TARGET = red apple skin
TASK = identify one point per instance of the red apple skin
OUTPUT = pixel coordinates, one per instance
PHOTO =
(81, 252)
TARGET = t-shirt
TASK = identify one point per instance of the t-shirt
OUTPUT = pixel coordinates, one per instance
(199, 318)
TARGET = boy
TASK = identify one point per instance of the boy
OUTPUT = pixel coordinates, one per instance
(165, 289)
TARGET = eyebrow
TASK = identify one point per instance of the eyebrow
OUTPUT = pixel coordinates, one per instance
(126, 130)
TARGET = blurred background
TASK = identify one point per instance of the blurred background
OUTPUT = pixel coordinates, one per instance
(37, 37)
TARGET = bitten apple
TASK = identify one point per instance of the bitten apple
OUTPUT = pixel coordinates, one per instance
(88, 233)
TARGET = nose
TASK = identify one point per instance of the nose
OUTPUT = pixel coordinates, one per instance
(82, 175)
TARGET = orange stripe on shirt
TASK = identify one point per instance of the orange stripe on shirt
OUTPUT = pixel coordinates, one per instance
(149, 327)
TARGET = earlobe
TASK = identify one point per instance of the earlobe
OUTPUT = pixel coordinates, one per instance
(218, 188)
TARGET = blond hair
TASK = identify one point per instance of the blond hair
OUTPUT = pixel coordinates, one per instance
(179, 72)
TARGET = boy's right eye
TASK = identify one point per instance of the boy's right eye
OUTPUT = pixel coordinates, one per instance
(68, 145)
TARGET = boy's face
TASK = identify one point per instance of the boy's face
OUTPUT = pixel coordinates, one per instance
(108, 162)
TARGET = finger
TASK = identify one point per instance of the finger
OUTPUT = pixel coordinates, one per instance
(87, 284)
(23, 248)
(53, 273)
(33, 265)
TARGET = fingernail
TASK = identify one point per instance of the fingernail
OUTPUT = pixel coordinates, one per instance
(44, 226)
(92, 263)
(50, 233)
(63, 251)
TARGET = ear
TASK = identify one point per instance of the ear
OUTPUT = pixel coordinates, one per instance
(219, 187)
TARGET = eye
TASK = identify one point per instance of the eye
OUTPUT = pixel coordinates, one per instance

* Goal:
Recast each line of the material above as a Markdown table with the columns Row and Line, numbering the rows in order and leaving out any blank lines.

* Task answer:
| Row | Line |
|---|---|
| 1 | TARGET = red apple skin |
| 2 | TASK = identify one point per instance of the red apple skin |
| 3 | OUTPUT = pixel coordinates, one per instance |
| 4 | PHOTO = |
| 5 | (81, 252) |
| 6 | TARGET = t-shirt |
| 7 | TASK = identify one point per instance of the t-shirt |
| 8 | OUTPUT = pixel coordinates, one per instance |
| 9 | (199, 318) |
| 10 | TARGET = boy |
| 11 | TASK = identify one point per instance of the boy |
| 12 | OUTPUT = pixel coordinates, one per instance |
| 13 | (165, 289) |
| 14 | TARGET = eyebrow |
| 15 | TASK = identify one point per instance of the eyebrow |
| 16 | OUTPUT = pixel coordinates, one per instance |
| 17 | (126, 130) |
| 18 | TARGET = blurred background |
| 19 | TASK = identify one point per instance of the blurred background |
| 20 | OUTPUT = pixel coordinates, one per instance |
| 21 | (37, 37) |
| 22 | TARGET = bitten apple |
| 23 | TASK = identify one point per instance of the bitten apple |
| 24 | OUTPUT = pixel coordinates, one per instance |
| 25 | (88, 233) |
| 26 | TARGET = nose |
| 27 | TASK = identify one point per instance of the nose |
| 28 | OUTPUT = pixel coordinates, one per instance |
| 29 | (82, 175) |
| 30 | TARGET = orange stripe on shirt |
| 31 | TASK = identify one point per instance of the orange stripe on shirt |
| 32 | OUTPUT = pixel coordinates, one per instance |
| 33 | (149, 327) |
| 34 | TARGET = earlobe |
| 35 | TASK = identify one point per instance of the earlobe |
| 36 | OUTPUT = pixel coordinates, one per instance |
| 37 | (218, 188) |
| 38 | TARGET = blond hair |
| 39 | TASK = identify one point per instance of the blond hair |
| 40 | OUTPUT = pixel coordinates, one per instance |
| 41 | (179, 72) |
| 42 | TARGET = boy's right eye |
| 43 | TASK = identify one point per instance of the boy's right eye |
| 44 | OUTPUT = pixel coordinates, one per instance |
| 45 | (68, 145) |
| 46 | TARGET = boy's face |
| 47 | TASK = identify one point per instance of the boy's face |
| 48 | OUTPUT = pixel coordinates, one per instance |
| 49 | (108, 162) |
| 50 | TARGET = finger |
| 51 | TASK = identify one point per instance of the finger |
| 52 | OUTPUT = pixel coordinates, one per instance |
| 53 | (87, 284) |
| 54 | (23, 248) |
| 55 | (53, 273) |
| 56 | (33, 265) |
| 57 | TARGET = fingernail |
| 58 | TASK = identify one point per instance of the fingernail |
| 59 | OUTPUT = pixel coordinates, one per instance |
| 60 | (44, 226) |
| 61 | (92, 263) |
| 62 | (50, 233) |
| 63 | (63, 251) |
| 64 | TARGET = ear |
| 65 | TASK = identify one point per instance of the ear |
| 66 | OUTPUT = pixel coordinates, one per instance |
| 67 | (219, 187) |
| 68 | TARGET = eye |
| 69 | TASK = identify one point per instance of the eye |
| 70 | OUTPUT = pixel coordinates, one per instance |